### Work to complete:
The required output is the line containing "Locate every instance of the human" and every line after it, transcribed exactly through the end of the data below.

### Given entries:
======
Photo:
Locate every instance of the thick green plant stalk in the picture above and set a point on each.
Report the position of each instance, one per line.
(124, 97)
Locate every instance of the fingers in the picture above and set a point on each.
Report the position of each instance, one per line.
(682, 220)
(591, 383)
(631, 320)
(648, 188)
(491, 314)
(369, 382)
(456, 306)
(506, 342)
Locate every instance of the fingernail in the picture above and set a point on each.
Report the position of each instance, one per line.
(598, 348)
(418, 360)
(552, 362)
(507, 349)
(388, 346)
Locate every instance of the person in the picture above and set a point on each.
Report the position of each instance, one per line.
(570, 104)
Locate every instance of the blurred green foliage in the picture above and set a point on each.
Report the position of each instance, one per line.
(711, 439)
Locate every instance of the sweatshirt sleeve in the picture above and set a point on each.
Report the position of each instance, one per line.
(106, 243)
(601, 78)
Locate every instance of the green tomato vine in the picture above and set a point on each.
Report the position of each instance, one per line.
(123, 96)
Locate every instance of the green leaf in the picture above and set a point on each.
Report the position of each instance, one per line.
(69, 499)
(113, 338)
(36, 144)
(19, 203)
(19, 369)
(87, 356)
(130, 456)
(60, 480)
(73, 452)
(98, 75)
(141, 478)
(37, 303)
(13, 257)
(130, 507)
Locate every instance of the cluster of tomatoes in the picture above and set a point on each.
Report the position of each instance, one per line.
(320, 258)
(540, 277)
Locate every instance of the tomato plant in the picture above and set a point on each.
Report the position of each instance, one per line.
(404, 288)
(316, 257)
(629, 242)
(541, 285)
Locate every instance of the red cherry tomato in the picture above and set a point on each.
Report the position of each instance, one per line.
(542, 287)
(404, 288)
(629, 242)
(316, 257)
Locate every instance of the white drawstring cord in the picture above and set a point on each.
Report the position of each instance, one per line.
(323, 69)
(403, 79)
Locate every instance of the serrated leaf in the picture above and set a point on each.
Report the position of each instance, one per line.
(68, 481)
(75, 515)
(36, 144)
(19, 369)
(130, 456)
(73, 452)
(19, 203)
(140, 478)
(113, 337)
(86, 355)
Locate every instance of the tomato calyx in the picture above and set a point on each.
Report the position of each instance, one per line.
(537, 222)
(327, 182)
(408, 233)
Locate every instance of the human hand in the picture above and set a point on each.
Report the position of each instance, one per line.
======
### Task answer:
Locate every instance of the human hand in the picture above and set a point on each.
Report the position of each instance, one per line.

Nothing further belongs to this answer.